GIVEN ENTRIES:
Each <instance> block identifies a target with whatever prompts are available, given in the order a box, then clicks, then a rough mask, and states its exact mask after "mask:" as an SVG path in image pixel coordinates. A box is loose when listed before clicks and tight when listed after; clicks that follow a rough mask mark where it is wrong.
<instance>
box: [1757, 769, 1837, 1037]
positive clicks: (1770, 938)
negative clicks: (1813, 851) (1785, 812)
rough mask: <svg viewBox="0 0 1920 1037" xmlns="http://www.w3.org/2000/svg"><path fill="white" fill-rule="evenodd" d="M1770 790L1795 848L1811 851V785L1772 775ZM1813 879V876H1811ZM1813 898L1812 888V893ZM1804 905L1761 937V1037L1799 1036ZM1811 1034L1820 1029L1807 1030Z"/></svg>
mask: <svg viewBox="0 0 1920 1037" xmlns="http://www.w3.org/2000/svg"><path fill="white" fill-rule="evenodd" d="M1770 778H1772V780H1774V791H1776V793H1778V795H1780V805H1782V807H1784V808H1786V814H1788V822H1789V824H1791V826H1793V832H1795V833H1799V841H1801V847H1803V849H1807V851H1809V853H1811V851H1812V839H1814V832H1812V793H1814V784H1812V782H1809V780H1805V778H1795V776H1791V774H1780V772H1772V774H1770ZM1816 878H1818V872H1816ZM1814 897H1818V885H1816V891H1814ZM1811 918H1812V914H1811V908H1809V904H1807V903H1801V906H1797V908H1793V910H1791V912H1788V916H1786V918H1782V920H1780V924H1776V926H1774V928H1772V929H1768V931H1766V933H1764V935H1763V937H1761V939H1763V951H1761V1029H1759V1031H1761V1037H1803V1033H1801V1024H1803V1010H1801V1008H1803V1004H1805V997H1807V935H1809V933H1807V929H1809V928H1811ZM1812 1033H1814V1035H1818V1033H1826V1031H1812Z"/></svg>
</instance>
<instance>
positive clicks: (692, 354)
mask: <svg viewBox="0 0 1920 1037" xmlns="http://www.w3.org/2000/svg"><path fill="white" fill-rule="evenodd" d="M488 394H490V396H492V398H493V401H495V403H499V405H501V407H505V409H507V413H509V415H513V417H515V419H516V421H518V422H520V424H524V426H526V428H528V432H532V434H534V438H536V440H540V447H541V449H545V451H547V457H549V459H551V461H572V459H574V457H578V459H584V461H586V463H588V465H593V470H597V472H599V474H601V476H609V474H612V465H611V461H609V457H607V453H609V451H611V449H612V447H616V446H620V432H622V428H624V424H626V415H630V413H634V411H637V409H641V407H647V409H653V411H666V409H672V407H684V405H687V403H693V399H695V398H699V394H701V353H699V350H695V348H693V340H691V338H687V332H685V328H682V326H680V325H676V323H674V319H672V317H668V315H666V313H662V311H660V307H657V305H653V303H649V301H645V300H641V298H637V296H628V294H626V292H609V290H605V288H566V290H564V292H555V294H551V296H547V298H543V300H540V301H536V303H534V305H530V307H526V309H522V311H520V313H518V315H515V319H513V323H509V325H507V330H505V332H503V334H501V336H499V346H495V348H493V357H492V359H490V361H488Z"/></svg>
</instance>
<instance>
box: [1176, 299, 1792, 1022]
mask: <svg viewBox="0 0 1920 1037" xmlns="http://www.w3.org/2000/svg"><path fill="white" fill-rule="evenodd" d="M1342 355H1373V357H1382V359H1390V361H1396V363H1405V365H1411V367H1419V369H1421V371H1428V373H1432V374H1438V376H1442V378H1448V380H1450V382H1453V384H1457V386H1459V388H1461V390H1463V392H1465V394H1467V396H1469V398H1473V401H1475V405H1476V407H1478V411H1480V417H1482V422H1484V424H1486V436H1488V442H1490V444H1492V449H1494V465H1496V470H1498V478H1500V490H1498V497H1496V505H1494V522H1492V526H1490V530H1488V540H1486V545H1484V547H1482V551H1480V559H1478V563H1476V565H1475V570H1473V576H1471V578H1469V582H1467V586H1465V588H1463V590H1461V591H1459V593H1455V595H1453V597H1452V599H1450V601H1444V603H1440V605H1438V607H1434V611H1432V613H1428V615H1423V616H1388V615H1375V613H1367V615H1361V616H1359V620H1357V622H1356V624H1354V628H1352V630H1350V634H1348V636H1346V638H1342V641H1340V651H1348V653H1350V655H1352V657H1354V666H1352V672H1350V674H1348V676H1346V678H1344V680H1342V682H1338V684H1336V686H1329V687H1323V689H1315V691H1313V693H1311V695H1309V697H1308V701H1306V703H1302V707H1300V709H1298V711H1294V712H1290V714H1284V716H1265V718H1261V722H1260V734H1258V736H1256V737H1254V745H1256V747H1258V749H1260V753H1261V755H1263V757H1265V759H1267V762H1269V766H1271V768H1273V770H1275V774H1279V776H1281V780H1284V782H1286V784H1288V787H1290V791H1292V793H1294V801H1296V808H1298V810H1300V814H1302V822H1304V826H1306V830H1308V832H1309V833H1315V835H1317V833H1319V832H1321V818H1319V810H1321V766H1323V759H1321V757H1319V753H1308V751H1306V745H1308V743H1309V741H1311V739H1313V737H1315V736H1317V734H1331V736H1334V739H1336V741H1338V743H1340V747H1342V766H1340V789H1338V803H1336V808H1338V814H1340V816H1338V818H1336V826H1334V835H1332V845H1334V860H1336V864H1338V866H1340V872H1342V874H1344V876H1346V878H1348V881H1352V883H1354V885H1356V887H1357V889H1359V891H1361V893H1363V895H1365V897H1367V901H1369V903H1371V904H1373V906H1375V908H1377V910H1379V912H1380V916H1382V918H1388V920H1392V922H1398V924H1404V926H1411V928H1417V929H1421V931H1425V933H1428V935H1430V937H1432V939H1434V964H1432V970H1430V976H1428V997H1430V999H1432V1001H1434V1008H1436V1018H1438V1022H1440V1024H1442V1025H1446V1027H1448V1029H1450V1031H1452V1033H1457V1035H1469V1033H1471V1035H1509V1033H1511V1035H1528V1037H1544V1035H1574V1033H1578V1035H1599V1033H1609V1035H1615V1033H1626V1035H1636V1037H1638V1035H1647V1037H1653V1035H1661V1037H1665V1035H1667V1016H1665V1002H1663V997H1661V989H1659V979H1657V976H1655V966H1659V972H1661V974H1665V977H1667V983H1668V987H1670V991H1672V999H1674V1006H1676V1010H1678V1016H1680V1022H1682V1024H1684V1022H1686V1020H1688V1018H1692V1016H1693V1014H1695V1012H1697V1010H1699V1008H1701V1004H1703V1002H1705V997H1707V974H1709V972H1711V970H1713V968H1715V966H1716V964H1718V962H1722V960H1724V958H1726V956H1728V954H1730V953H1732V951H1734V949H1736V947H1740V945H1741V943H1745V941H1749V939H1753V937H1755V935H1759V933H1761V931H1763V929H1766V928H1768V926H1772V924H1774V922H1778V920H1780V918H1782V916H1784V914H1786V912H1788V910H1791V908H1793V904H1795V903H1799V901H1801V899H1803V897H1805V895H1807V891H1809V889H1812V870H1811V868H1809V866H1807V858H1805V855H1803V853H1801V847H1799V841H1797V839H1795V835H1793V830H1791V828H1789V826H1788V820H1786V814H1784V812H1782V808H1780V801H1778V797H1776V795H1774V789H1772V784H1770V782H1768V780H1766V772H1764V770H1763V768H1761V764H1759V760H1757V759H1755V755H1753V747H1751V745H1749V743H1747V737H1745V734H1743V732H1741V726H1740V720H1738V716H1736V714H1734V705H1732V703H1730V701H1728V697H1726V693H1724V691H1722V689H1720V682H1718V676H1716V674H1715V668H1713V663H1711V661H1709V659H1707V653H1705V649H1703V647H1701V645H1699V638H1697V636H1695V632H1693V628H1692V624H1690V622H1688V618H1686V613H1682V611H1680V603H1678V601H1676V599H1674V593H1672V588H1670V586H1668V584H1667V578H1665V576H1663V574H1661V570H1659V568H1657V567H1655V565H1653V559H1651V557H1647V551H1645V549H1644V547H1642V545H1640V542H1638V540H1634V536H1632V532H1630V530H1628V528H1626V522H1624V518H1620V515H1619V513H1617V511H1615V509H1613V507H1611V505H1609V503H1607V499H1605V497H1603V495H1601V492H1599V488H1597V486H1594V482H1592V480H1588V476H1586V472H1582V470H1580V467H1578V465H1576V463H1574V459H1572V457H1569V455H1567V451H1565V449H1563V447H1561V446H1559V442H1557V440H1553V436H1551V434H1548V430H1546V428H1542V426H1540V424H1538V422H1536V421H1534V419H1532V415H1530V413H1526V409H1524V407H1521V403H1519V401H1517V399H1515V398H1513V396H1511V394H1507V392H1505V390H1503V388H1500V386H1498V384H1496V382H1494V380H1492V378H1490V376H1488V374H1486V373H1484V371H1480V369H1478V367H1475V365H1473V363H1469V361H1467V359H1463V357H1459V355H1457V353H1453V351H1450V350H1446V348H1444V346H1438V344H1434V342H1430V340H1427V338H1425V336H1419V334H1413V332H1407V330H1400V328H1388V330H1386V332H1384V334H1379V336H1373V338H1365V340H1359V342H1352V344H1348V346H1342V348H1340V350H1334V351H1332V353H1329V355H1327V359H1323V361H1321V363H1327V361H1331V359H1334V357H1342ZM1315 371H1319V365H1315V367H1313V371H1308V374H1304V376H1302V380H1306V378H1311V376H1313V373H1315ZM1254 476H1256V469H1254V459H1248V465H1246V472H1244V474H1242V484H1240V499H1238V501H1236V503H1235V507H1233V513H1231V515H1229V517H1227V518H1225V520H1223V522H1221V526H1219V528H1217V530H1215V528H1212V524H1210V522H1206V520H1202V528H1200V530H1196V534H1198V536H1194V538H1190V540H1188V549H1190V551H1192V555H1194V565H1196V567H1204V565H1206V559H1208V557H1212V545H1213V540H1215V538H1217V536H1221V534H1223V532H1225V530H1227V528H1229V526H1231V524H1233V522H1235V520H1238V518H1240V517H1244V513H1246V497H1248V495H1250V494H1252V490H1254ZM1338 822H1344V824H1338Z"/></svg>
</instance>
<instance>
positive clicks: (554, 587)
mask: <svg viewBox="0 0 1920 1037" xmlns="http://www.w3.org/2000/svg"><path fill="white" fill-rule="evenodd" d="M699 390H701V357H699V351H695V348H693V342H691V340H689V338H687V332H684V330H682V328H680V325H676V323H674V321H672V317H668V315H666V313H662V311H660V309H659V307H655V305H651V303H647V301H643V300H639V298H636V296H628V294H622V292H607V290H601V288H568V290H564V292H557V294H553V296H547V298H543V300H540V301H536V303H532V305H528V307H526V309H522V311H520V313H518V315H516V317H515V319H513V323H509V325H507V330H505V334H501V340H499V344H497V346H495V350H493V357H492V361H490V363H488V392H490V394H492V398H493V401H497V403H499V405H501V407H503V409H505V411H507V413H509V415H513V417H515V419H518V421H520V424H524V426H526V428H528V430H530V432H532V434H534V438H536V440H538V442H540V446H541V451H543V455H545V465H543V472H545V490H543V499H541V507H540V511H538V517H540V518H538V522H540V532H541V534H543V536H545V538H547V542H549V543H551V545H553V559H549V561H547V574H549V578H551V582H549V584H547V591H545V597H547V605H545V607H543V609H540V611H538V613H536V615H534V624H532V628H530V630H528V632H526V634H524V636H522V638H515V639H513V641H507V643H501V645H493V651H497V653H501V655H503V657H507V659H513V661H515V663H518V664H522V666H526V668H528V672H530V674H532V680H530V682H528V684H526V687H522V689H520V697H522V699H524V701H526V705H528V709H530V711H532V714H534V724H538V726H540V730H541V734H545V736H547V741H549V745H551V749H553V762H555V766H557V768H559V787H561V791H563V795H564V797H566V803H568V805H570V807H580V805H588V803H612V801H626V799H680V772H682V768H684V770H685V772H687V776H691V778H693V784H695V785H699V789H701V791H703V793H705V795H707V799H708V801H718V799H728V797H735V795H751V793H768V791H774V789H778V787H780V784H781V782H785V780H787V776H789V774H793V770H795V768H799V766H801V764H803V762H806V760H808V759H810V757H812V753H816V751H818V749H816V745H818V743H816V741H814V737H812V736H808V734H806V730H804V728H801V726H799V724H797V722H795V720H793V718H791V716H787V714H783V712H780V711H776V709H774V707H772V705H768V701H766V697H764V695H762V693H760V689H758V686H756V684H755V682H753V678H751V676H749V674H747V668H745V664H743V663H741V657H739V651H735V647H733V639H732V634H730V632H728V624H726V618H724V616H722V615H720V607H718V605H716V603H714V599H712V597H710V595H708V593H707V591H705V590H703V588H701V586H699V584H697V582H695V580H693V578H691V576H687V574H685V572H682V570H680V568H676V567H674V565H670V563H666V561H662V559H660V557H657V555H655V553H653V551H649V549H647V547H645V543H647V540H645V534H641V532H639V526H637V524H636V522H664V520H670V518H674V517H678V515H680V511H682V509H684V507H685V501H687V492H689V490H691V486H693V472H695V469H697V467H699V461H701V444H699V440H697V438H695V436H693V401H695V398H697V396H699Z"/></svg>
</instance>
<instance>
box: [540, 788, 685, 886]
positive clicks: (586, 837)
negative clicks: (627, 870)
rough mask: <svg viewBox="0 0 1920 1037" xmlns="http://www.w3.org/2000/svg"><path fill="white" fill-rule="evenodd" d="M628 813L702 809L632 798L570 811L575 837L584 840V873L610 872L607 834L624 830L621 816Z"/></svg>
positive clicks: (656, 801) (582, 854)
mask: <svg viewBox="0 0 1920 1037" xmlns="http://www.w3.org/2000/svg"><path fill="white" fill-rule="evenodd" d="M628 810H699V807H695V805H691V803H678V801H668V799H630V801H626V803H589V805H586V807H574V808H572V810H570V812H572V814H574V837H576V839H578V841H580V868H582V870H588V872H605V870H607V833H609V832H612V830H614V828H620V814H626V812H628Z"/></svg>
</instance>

THE PROBLEM:
Look for the string "clicks" in the records, and copy every line where it is found.

ANSWER TO THIS EXERCISE:
Each <instance> block identifies a target with whatever prompts are available, given in the order a box, then clicks, then a rough mask, and states its exact mask after "mask:" as an SVG path in image pixel coordinates. A box is loose when listed before clicks and tight when listed after; clicks that follow a rough mask mark where it is wrong.
positive clicks: (1770, 938)
negative clicks: (1813, 851) (1785, 812)
positive clicks: (692, 354)
positive clicks: (554, 587)
positive clicks: (586, 837)
negative clicks: (627, 870)
positive clicks: (656, 801) (582, 854)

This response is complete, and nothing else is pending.